#### Kutipan Teks
Sesudah berlakunya UU No 14/1985, turut campur politisi dalam perekrutan hakim agung dimulai. Pernah suatu ketika jumlah hakim agung yang diterima lebih banyak yang berasal dari jalur nonkarier. Tata cara perekrutannya diusulkan oleh Mahkamah Agung kepada DPR, kemudian DPR melakukan fit and proper test. Hasilnya diserahkan kepada presiden.

Pada waktu ada perubahan UUD 1945, yang mengamanatkan adanya Komisi Yudisial untuk menjaring hakim agung, peranan Mahkamah Agung dalam perekrutan hakim agung menjadi hampir-hampir tidak ada. Di dalam Undang-Undang Nomor 22 Tahun 2004 tentang Komisi Yudisal, peranan  Mahkamah Agung sama sekali tidak disebut dalam proses perekrutan hakim agung.

Pada mulanya proses perekrutan yang berasal dari hakim karier diajukan oleh Mahkamah Agung kepada Komisi Yudisial. Namun, lama-kelamaan calon yang diterima oleh Komisi Yudisial yang berasal dari hakim karier dapat diterima dari perorangan, tanpa usul dari Mahkamah Agung. Akibatnya, pernah suatu ketika ada seorang hakim yang pernah diberikan sanksi oleh Mahkamah Agung, tetapi diterima oleh Komisi Yudisial.

Melihat situasi ini, pada waktu saya menjadi Ketua Mahkamah Agung pada tahun 2009, saya memutuskan Mahkamah Agung tidak perlu lagi mengusulkan calon hakim agung. Mekanisme penerimaan calon hakim agung diserahkan sepenuhnya kepada  Komisi Yudisial. Memang ada sesuatu yang ganjil dalam Undang-Undang Komisi Yudisial tersebut: mengapa pemakai (user) tidak dilibatkan dalam penerimaan calon hakim agung?

Mekanisme yang berjalan selama ini, Komisi Yudisial mengusulkan tiga orang calon untuk dipilih salah satunya oleh DPR. Terasa sekali mekanisme ini sering kali penuh dengan nuansa politis karena yang dipilih kadang-kadang jauh dari prediksi umum, terutama bagi orang yang mengerti seluk-beluk pengadilan dan kualitas masing-masing hakim. Kalau kita melihat hasil dari mekanisme ini, secara faktual tidak begitu menggembirakan. Kita lihat, misalnya, dari hasil seleksi dengan mekanisme seperti tersebut di atas, ternyata ada hakim agung yang diberhentikan karena melanggar kode etik. Ada juga hakim agung yang disebut-sebut terlibat kasus suap-menyuap walaupun belum dapat dibuktikan.

Dengan adanya putusan Mahkamah Konstitusi, yang menyatakan bahwa DPR tidak perlu lagi melakukan fit and proper test, DPR cukup menentukan menerima atau menolak calon yang bersangkutan, telah mengurangi nuansa politisasi penerimaan calon hakim agung. Sayang sekali mekanisme penolakan belum ada aturannya sehingga terkesan DPR mengada-ada. Aturan inilah yang harus segera diadakan oleh DPR.
########
#### Cuplikan Data
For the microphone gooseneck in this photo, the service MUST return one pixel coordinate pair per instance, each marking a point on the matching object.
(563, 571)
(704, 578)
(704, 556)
########
Kumpulan Tugas —
1. Jawablah pertanyaan berikut berdasarkan kutipan tentang perekrutan hakim agung.
(a) Kepada siapa hasil fit and proper test oleh DPR diserahkan?
(b) Undang-undang mana yang mengatur Komisi Yudisial?
(c) Berapa orang calon yang diusulkan Komisi Yudisial untuk dipilih salah satunya oleh DPR?
2. Ulangi dengan persis bagian kutipan tentang perekrutan hakim agung, mulai dari "Sesudah berlakunya UU" sampai dengan "perekrutan hakim agung.".
3. Berdasarkan kutipan tentang perekrutan hakim agung, jelaskan mengapa mekanisme pemilihan calon hakim agung oleh DPR terasa penuh nuansa politis.
Daftar di atas merupakan bahan tersendiri yang terpisah dari kutipan tentang perekrutan hakim agung.

Pembahasan Jawaban —
1.
(a) Hasilnya diserahkan kepada presiden.
(b) Undang-Undang Nomor 22 Tahun 2004 tentang Komisi Yudisial.
(c) Tiga orang calon.

2.
Sesudah berlakunya UU No 14/1985, turut campur politisi dalam perekrutan hakim agung dimulai. Pernah suatu ketika jumlah hakim agung yang diterima lebih banyak yang berasal dari jalur nonkarier. Tata cara perekrutannya diusulkan oleh Mahkamah Agung kepada DPR, kemudian DPR melakukan fit and proper test. Hasilnya diserahkan kepada presiden.

Pada waktu ada perubahan UUD 1945, yang mengamanatkan adanya Komisi Yudisial untuk menjaring hakim agung, peranan Mahkamah Agung dalam perekrutan hakim agung menjadi hampir-hampir tidak ada. Di dalam Undang-Undang Nomor 22 Tahun 2004 tentang Komisi Yudisal, peranan  Mahkamah Agung sama sekali tidak disebut dalam proses perekrutan hakim agung.

3. Mekanisme itu terasa politis karena calon yang dipilih DPR kadang-kadang jauh dari prediksi umum. Hal ini terutama dirasakan oleh orang yang memahami seluk-beluk pengadilan dan kualitas masing-masing hakim.